** BEGIN MATERIAL FOR THIS TASK **

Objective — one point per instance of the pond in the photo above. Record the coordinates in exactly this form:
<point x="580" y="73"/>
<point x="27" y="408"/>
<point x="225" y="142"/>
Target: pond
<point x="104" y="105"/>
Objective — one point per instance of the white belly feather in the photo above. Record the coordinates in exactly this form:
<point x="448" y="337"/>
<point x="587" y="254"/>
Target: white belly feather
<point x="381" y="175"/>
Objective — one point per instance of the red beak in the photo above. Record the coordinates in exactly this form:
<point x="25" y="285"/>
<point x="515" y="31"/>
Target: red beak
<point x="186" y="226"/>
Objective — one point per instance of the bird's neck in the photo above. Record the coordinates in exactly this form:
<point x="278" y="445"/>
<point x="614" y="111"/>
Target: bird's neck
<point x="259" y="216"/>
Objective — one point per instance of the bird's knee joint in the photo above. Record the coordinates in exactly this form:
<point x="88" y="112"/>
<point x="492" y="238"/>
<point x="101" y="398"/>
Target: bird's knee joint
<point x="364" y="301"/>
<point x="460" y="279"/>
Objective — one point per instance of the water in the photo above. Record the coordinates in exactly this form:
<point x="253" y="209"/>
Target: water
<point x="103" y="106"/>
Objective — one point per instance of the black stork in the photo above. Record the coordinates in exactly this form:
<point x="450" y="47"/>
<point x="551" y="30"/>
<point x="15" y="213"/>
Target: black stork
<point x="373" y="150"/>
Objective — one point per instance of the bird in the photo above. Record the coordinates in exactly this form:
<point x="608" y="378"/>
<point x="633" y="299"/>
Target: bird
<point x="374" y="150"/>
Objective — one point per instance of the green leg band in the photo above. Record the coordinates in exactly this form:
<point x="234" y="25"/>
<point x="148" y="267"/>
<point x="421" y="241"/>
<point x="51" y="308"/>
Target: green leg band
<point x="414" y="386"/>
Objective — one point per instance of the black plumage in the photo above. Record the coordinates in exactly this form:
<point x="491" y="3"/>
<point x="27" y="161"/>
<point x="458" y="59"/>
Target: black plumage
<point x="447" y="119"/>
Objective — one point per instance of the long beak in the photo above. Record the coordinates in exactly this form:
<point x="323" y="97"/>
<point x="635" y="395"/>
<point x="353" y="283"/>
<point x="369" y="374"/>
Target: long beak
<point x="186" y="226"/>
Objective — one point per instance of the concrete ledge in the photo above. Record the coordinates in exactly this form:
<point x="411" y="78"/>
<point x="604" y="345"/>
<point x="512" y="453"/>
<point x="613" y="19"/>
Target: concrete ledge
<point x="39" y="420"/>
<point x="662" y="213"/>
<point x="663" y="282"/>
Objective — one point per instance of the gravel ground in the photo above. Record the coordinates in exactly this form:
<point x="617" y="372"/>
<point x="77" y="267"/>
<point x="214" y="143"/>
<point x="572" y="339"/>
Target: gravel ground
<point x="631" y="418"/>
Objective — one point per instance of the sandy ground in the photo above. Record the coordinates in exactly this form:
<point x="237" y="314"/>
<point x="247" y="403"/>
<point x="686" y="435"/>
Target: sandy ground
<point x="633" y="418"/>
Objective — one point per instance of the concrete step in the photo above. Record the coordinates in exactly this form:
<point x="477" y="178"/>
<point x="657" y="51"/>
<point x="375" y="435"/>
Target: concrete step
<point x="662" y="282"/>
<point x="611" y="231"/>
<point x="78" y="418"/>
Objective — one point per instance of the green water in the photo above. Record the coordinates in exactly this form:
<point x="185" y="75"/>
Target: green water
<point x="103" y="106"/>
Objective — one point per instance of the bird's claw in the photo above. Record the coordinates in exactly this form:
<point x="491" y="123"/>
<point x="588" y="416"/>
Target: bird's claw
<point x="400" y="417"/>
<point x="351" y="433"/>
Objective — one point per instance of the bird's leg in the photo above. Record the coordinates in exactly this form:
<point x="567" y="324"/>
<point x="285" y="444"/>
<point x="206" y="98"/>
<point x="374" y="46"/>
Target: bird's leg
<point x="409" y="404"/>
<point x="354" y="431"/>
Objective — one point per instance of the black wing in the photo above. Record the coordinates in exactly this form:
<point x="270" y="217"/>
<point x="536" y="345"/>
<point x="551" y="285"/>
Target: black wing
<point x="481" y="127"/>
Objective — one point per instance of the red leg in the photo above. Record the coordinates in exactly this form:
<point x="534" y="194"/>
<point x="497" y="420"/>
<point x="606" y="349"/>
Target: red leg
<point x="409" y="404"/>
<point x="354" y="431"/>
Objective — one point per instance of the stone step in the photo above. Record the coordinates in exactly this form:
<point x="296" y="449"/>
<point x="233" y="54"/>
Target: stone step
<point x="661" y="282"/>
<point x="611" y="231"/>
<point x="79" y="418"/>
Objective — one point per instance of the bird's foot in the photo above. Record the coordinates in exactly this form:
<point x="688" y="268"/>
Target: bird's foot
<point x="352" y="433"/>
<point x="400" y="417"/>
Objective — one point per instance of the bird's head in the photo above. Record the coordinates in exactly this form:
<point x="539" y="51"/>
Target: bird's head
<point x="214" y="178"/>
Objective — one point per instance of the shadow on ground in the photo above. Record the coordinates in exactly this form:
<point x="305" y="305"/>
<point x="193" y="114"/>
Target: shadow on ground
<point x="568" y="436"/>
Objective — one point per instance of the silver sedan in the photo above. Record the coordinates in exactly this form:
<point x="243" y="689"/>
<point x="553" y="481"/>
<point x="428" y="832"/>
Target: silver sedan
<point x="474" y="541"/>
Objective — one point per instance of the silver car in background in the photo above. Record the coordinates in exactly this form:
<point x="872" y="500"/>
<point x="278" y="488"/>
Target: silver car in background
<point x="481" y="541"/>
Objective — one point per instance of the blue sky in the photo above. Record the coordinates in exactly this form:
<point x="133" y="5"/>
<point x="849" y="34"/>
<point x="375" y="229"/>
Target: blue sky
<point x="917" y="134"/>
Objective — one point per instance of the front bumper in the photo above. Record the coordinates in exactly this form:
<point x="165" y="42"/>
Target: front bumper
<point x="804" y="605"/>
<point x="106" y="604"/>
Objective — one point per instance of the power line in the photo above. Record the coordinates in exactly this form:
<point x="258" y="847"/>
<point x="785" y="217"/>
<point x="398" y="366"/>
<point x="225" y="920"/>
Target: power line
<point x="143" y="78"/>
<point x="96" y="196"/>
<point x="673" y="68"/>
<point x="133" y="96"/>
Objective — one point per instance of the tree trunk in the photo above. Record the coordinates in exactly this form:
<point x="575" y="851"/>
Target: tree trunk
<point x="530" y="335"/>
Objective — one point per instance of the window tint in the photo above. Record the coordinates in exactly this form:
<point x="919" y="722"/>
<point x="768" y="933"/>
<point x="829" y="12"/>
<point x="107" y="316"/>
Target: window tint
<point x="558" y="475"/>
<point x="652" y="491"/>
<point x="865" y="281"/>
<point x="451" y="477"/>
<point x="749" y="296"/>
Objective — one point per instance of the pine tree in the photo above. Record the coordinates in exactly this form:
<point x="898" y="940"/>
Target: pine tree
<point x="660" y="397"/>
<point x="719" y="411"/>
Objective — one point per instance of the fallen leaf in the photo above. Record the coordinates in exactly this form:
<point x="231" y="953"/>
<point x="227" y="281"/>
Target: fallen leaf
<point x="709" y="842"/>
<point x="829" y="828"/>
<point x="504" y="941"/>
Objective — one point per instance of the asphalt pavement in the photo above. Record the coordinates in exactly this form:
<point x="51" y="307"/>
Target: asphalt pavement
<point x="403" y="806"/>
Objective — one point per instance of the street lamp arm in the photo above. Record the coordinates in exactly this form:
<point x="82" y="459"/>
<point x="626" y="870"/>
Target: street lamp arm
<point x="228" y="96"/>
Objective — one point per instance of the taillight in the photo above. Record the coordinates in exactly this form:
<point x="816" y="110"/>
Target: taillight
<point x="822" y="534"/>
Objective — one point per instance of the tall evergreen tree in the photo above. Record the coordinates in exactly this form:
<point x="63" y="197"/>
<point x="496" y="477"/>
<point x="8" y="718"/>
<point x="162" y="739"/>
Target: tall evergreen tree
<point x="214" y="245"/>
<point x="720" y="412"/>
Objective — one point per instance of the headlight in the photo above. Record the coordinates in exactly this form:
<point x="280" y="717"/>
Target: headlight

** END MATERIAL FOR THIS TASK **

_INSTRUCTIONS TO FOLLOW:_ Your task is to return, exactly and on their own, the lines from the one containing "Objective — one point per instance of the street" through the last line of the listing.

_WRITTEN ANSWER:_
Objective — one point per instance of the street lamp arm in the photo above. Record the coordinates in exactly this form:
<point x="82" y="459"/>
<point x="626" y="870"/>
Target: street lamp arm
<point x="228" y="96"/>
Objective — one point per instance of the taillight in the photo above. Record the coordinates in exactly this form:
<point x="816" y="110"/>
Target: taillight
<point x="822" y="534"/>
Objective — one point per instance of the tall evergreen tree in the photo above. Record the coordinates in exactly this form:
<point x="63" y="197"/>
<point x="496" y="477"/>
<point x="8" y="718"/>
<point x="162" y="739"/>
Target: tall evergreen tree
<point x="214" y="245"/>
<point x="720" y="412"/>
Objective — one point per instance of the headlight in the photo above. Record the coordinates in exactly this form:
<point x="280" y="717"/>
Target: headlight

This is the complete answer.